[Opening Extracted records section]

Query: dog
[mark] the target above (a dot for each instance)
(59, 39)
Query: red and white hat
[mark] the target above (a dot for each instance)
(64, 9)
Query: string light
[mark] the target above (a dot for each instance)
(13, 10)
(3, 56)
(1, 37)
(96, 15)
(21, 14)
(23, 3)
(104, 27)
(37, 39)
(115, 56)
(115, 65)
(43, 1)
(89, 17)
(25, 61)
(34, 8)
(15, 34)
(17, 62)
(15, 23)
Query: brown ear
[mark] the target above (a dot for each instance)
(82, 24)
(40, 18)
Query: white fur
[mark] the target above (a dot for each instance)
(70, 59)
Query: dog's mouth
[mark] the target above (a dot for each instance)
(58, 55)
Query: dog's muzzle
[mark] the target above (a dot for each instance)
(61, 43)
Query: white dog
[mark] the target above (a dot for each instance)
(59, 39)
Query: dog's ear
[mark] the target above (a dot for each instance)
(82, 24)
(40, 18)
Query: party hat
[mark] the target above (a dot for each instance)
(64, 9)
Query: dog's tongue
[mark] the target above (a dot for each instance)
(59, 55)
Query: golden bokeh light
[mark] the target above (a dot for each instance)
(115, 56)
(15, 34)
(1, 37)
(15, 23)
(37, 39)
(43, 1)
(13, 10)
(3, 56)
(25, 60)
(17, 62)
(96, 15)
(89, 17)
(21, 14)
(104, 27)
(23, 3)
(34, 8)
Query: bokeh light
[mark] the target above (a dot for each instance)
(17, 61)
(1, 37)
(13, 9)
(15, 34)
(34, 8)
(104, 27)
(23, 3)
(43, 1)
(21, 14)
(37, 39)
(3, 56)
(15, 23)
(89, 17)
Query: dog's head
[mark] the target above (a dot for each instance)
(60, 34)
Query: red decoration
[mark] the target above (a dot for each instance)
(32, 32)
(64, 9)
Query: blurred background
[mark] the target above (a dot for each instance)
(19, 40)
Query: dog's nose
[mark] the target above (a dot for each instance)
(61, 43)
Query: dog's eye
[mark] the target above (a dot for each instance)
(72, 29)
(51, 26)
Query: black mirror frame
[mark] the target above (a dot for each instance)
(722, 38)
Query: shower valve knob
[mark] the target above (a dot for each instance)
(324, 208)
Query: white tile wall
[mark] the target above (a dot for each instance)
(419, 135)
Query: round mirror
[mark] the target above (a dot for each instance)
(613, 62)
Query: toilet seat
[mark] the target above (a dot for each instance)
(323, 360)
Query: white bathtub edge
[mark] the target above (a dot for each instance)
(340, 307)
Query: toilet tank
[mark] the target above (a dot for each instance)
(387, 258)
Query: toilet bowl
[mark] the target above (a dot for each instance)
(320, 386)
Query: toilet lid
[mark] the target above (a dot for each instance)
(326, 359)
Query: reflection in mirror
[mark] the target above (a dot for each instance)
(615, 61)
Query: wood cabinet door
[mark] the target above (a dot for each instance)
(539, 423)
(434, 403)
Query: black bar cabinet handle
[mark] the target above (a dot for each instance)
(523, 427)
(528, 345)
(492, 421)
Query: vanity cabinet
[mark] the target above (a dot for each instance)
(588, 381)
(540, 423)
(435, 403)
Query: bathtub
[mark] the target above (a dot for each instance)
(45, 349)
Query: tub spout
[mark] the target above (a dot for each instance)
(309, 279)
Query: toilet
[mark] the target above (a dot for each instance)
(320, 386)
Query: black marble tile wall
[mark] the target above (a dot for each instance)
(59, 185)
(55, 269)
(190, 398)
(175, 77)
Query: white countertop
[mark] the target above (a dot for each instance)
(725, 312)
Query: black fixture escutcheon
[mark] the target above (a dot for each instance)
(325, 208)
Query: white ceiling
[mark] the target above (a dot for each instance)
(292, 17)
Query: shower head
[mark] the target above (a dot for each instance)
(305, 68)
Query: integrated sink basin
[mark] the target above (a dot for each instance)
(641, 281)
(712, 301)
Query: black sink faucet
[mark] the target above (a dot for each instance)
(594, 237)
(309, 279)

[Closing Extracted records section]

**What you will do**
What is needed is an exact copy of every entry above.

**Reply to the exercise**
Query: dog
[mark] the target above (a dot for each instance)
(59, 39)
Query: red and white hat
[mark] the target above (a dot for each instance)
(64, 9)
Query: string light
[mark] the target above (a dot for each instance)
(13, 10)
(3, 56)
(1, 37)
(96, 15)
(21, 14)
(23, 3)
(104, 27)
(37, 39)
(115, 56)
(115, 65)
(43, 1)
(89, 17)
(25, 61)
(34, 8)
(15, 34)
(17, 62)
(15, 23)
Query: brown ear
[mark] the target above (a dot for each instance)
(82, 24)
(40, 18)
Query: white fur
[mark] the target above (a dot for each instance)
(70, 59)
Query: dog's mouth
[mark] the target above (a dot for each instance)
(58, 55)
Query: dog's muzzle
[mark] the target above (a dot for each instance)
(61, 43)
Query: white dog
[mark] the target above (a dot for each instance)
(59, 39)
Query: dog's ear
[mark] the target above (a dot for each instance)
(82, 24)
(40, 18)
Query: party hat
[mark] the target above (a dot for each instance)
(64, 9)
Query: dog's tongue
[mark] the target above (a dot for each instance)
(59, 55)
Query: golden bokeh light
[mark] the target above (a dot for each instance)
(115, 56)
(15, 34)
(1, 37)
(15, 23)
(37, 39)
(43, 1)
(13, 10)
(3, 56)
(25, 60)
(17, 62)
(96, 15)
(89, 17)
(21, 14)
(104, 27)
(23, 3)
(34, 8)
Query: bokeh light
[mark] the target above (a dot for each instance)
(17, 61)
(1, 37)
(13, 9)
(15, 34)
(34, 8)
(104, 27)
(23, 3)
(43, 1)
(21, 14)
(37, 39)
(3, 56)
(15, 23)
(89, 17)
Query: dog's head
[mark] the target above (a dot for each instance)
(60, 34)
Query: red decoration
[mark] the target above (a dot for each instance)
(32, 32)
(64, 9)
Query: blurred background
[mark] the target above (a dot for each instance)
(19, 40)
Query: dog's nose
[mark] the target above (a dot for each instance)
(61, 43)
Query: dog's eye
[mark] the target above (a dot for each instance)
(72, 29)
(51, 26)
Query: black mirror frame
[mark] the target above (a dot for each instance)
(722, 38)
Query: shower valve knob
[mark] the target above (a dot for each instance)
(324, 208)
Query: white tile wall
[mark] the target above (a dot for each instance)
(419, 135)
Query: round mirror
[mark] the target above (a dot for each instance)
(613, 62)
Query: toilet seat
[mark] the target above (a dot for each instance)
(323, 360)
Query: white bathtub edge
[mark] the target above (a dot for each instance)
(340, 307)
Query: toilet tank
[mark] the target above (a dot for each instance)
(387, 258)
Query: toilet bowl
[mark] the target above (a dot for each instance)
(320, 386)
Query: toilet lid
[mark] the target above (a dot for each instance)
(326, 359)
Query: reflection in mirror
[mark] the target above (a dot for each instance)
(615, 61)
Query: wood cabinet door
[mark] the target above (a dot for each instance)
(539, 423)
(434, 403)
Query: black bar cabinet handle
[mark] the target above (a dot for each instance)
(523, 427)
(528, 345)
(492, 421)
Query: vanity cabinet
[mark] the target above (a dot for each instance)
(588, 381)
(540, 423)
(435, 403)
Query: bathtub
[mark] the target above (a dot for each instance)
(45, 349)
Query: tub spout
[mark] the target above (a dot for each instance)
(309, 279)
Query: toilet
[mark] the target above (a dot for each instance)
(320, 386)
Query: black marble tile wall
[mark] the target above (a dot for each instance)
(59, 185)
(55, 269)
(190, 398)
(175, 77)
Query: white countertop
[mark] the target above (a dot for each instance)
(725, 312)
Query: black fixture escutcheon
[mark] the target above (a dot for each instance)
(325, 208)
Query: white ceiling
[mark] the target above (a dot for each instance)
(292, 17)
Query: shower head
[mark] the target above (a dot for each instance)
(305, 68)
Query: integrated sink basin
[mark] the target above (a dot for each instance)
(641, 281)
(712, 301)
Query: black sink faucet
[mark] the target above (a dot for each instance)
(594, 237)
(309, 279)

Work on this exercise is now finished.